PAGE EXTRACT:
/---

Package 'ecdfHT' reference manual

Title:	Empirical CDF for Heavy Tailed Data
Description:	Computes and plots a transformed empirical CDF (ecdf) as a diagnostic for heavy tailed data, specifically data with power law decay on the tails. Routines for annotating the plot, comparing data to a model, fitting a nonparametric model, and some multivariate extensions are given.
Authors:	John P Nolan <[email protected]>
Maintainer:	John P Nolan <[email protected]>
License:	GPL (>= 3)
Version:	0.1.1
Built:	2025-02-28 04:16:32 UTC
Source:	https://github.com/cran/ecdfHT

ecdfHT: A package to plot an empirical cdf for heavy tailed data

Description

The ecdfHT package computes and plot a transformed empirical cdf for data. This is useful because a standard empirical cdf (ecdf) gives little information about the tails of the data when there are extreme values.

Details

The transform is nonparametric: linear in the middle of the data and matched to a log-log transform on the tails, where the tail regions are determined by quantiles. If the data has power law behavior on the tails, the plot is linear on those tails, so this plot can be used as a graphical diagnostic to determine if a data set is heavy tailed.

In addition, there are functions to

annotate the plot, add custom axes and grid lines
overlay proposed models on the plot
fit the tails using linear regression on the transformed tails
combine the empirical cdf in the middle and the above fit on the tails to get a semi-parametric fit to the data
compute cdf, pdf, quantiles, and simulate from the semi-parametric fit
some multivariate plots that look at tail behavior of multiple components and some idea of the dependence.

I will try to fix the code if you provide a simple demonstration of a bug. Polite suggestions for improvements will be considered if there is time available.

Plot a transformed empirical cdf

Description

Produces a basic plot showing a transformed empirical cdf for heavy tailed data. It uses a log-log transform on the tails, which shows power law decay as linear.

Usage

ecdfHT(x, scale.q = c(0.25, 0.5, 0.75), show.axes.labels = TRUE,
  show.plot = TRUE, type = "p", ...)
ecdfHT(x, scale.q = c(0.25, 0.5, 0.75), show.axes.labels = TRUE,
  show.plot = TRUE, type = "p", ...)

Arguments

`x`	A vector of data
`scale.q`	A vector of 3 probabilites; specifies the quantiles of the data to use for the left tail, mid region, and right tail
`show.axes.labels`	Boolean value: indicates whether default labels are plotted or not. (Use function `ecdfHT.axes` to add custom labels)

\---

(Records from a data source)
/---

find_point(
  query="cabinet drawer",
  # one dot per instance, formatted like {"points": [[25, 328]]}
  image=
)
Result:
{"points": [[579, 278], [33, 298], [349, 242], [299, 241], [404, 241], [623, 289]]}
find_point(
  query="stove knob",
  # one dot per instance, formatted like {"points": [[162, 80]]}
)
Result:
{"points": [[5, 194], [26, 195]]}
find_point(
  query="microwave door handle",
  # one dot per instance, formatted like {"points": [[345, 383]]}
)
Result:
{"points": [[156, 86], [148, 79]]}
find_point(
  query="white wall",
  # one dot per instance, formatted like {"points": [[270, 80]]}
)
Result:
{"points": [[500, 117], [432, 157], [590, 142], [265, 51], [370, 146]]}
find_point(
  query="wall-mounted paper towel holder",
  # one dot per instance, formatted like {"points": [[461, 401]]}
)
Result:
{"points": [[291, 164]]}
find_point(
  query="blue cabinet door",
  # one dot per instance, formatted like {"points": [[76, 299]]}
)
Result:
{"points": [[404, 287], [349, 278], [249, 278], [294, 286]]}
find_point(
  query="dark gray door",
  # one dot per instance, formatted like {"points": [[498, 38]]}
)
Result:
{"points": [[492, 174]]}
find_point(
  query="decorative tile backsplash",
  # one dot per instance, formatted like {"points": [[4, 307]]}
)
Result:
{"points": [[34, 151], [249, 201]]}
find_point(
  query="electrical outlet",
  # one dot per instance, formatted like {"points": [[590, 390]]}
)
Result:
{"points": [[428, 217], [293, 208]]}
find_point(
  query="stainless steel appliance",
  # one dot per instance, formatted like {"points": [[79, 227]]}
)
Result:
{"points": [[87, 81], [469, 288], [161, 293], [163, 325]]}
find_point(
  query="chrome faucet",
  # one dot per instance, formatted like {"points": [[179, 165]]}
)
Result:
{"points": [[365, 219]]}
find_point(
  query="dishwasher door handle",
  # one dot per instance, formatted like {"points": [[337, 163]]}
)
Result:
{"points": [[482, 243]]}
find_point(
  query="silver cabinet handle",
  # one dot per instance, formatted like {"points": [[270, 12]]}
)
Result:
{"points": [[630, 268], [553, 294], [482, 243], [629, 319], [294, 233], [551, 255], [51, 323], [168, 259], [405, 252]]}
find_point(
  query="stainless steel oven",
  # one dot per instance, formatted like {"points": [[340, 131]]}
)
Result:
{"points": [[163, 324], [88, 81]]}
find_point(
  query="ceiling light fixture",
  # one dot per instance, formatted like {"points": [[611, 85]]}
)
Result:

\---

DIRECTIONS:
1. From the ecdfHT reference manual, list each task that its "In addition, there are functions to" list names.
2. Answer these questions using the ecdfHT reference manual:
(a) Under what license is the package released?
(b) What is the default value of the `scale.q` argument?
(c) Which transform does the basic plot apply to the tails?
3. Carry on the ecdfHT reference manual from its last line.

EXERCISE RESPONSES:
1.
- annotate the plot, add custom axes and grid lines
- overlay proposed models on the plot
- fit the tails using linear regression on the transformed tails
- combine the empirical cdf in the middle and the above fit on the tails to get a semi-parametric fit to the data
- compute cdf, pdf, quantiles, and simulate from the semi-parametric fit
- some multivariate plots that look at tail behavior of multiple components and some idea of the dependence

2.
(a) GPL (>= 3)
(b) c(0.25, 0.5, 0.75)
(c) A log-log transform

3.
`show.plot`	Boolean value: show plot or only do calculations
`type`	Type of plot, passed to plot. Use type='p' for points, type='l' for lines
`...`	Optional graphical parameters, e.g. col='red'

Details

Most of the work is done by ecdfHT.draw and the associated helper functions.

Assuming no repeats in x, ecdf = (standard ecdf - (1/2))/n, like type=5 in the R function quantile. So instead of taking values 1/n, 2/n, 3/n, ... , k/n, ..., 1 it takes values 1/(2n), 3/(2n), ..., (2k-1)/(2n), ..., (2n-1)/(2n). This avoids 0 at lower endpoint and 1 at upper endpoint, which causes problems when we extend tails with a power law. (If there are m repeated x values, then the corresponding jump in the ecdf at that point is m/n instead of 1/n.)

The default values scale.q=c(.25,.5,.75) splits the data into quartiles; picking different quantiles splits the data into 4 different groups: the lowest group is the left tail, i.e. all values less than the quantile corresponding to scale.q[1]; the next group is between the left tail and center = quantile scale.q[2]); the third group is the center and quantile scale.q[3]; the last group is the upper tail. For two-sided data, it makes sense to use something like (p,0.5,1-p) for scale.q, where p is choosen to determine where the tail regions begin.

For one-sided data, it makes sense to use scale.q=c(0,0,p). In this case, the first two groups are empty and the effect is to divide the data into two groups: a moderate/lower range and a right tail. See the example below with nonnegative data.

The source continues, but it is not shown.